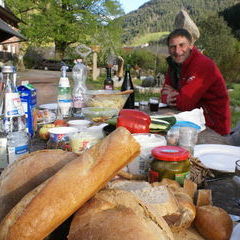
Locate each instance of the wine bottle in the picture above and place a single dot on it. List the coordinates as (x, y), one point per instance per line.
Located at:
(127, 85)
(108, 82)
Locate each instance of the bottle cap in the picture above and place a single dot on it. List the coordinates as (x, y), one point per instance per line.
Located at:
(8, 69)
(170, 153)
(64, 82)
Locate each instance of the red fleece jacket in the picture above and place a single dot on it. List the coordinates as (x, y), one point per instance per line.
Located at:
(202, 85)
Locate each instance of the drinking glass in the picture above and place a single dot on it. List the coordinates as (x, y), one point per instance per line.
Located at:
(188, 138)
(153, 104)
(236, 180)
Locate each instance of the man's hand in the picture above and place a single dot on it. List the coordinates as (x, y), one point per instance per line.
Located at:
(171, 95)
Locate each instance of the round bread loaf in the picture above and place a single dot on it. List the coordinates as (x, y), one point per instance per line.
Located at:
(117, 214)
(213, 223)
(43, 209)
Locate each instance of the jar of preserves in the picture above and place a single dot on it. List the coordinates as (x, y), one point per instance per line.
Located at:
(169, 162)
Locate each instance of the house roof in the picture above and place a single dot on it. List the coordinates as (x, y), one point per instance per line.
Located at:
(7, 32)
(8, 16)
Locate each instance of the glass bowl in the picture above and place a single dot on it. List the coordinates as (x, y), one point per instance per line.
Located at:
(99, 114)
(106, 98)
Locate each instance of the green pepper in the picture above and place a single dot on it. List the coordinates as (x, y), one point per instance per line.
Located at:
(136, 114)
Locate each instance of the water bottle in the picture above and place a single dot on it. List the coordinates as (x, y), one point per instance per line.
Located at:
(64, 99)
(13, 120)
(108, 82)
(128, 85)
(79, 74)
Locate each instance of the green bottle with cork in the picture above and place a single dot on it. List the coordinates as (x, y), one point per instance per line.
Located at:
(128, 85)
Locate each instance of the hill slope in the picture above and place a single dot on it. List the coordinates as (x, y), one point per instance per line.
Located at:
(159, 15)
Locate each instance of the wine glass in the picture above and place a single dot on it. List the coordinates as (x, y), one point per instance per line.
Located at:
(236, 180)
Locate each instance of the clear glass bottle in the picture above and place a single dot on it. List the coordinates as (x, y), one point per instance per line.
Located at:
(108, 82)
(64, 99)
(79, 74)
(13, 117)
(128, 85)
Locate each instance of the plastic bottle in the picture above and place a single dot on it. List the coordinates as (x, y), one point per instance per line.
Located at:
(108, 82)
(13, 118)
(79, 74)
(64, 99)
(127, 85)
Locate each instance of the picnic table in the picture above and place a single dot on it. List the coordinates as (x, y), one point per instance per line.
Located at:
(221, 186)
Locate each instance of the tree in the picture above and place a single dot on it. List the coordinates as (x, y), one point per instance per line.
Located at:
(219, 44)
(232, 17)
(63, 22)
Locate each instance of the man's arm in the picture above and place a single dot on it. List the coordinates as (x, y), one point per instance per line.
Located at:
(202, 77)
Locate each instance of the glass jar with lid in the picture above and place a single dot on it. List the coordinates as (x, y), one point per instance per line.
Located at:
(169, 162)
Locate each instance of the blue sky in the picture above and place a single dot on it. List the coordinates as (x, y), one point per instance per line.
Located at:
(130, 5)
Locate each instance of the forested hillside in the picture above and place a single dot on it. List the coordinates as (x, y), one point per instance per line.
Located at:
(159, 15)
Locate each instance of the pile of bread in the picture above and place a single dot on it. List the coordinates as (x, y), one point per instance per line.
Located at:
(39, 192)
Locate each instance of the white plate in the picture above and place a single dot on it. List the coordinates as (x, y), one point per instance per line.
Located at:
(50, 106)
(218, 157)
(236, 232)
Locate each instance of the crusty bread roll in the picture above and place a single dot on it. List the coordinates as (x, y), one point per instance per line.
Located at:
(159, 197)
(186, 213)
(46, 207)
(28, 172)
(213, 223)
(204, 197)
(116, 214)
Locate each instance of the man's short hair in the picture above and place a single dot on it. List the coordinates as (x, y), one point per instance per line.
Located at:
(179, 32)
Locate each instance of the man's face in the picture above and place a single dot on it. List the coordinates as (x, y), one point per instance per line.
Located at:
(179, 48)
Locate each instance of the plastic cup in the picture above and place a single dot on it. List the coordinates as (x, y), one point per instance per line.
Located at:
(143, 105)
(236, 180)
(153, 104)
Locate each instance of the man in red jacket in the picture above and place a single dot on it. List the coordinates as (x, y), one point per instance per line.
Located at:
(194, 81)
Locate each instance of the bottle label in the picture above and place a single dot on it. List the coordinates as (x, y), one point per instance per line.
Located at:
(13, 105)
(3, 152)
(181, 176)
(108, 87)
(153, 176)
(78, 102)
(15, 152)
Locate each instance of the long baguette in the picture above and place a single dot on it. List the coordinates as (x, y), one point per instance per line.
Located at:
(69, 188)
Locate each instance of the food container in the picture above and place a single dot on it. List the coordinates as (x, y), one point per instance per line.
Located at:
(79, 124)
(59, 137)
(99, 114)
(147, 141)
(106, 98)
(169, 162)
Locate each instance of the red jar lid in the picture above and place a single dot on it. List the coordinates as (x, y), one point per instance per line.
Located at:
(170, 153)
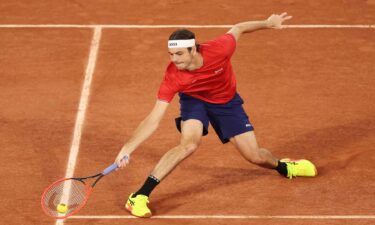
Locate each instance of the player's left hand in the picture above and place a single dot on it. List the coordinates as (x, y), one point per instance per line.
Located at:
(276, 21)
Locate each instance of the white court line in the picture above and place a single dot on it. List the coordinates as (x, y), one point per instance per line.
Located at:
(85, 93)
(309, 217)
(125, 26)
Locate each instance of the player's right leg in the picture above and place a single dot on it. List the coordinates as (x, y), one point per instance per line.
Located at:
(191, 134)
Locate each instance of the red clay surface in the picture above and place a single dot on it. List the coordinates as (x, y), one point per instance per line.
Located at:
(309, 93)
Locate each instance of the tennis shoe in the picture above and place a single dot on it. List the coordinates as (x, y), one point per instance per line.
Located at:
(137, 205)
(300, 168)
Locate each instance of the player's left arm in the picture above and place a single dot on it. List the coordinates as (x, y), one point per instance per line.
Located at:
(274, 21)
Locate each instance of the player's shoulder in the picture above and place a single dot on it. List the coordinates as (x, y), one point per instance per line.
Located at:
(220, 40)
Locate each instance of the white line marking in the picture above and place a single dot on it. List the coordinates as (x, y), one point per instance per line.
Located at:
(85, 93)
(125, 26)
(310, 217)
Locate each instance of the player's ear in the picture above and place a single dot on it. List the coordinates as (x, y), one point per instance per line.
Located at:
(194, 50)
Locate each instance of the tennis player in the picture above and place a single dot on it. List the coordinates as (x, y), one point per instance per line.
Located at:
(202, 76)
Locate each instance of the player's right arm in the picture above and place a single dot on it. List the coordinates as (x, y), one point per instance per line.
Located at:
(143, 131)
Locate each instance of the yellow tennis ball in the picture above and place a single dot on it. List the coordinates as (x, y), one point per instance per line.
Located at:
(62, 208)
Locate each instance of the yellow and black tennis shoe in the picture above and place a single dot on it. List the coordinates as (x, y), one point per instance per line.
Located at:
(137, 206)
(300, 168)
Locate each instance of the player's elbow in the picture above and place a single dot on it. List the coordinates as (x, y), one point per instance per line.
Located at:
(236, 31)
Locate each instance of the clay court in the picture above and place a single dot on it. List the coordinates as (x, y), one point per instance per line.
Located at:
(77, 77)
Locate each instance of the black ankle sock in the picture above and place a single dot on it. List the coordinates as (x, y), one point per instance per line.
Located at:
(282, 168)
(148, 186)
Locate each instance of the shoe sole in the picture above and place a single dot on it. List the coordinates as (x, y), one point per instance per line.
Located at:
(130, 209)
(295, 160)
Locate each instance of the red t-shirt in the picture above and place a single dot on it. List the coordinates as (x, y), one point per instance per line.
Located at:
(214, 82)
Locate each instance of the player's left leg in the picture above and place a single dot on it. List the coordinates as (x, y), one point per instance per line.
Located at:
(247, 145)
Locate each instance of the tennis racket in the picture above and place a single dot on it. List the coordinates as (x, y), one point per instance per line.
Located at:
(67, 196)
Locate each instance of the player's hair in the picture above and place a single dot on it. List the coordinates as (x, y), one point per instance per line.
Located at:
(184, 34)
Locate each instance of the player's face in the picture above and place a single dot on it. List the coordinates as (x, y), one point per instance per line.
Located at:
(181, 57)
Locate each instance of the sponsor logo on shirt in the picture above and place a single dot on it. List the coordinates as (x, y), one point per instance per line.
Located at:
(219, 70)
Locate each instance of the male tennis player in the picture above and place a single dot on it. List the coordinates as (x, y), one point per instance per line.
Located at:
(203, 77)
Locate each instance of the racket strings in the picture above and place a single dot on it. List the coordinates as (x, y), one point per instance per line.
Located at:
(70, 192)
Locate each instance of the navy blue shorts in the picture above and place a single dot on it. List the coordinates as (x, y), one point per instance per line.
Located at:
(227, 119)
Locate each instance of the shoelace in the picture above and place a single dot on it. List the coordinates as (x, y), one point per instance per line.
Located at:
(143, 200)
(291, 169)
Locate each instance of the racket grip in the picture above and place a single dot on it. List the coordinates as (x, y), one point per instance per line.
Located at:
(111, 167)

+++

Reproduce the stretch of the data from the line containing "Locate each instance of the navy" through the final line, without changing anything.

• [Response to the exercise]:
Locate each instance of the navy blue shorts in the picture above and place a single dot on it. List the coordinates as (x, y), one point per instance per line.
Located at:
(227, 119)
Locate each instance of the shoelace in the picture above and place a single dot on it. List the coordinates as (x, y), one point per instance per line.
Located at:
(143, 200)
(291, 169)
Locate each instance of the racket grip in the picture above and place a single dot on it. List the coordinates as (x, y), one point per instance per line.
Located at:
(111, 167)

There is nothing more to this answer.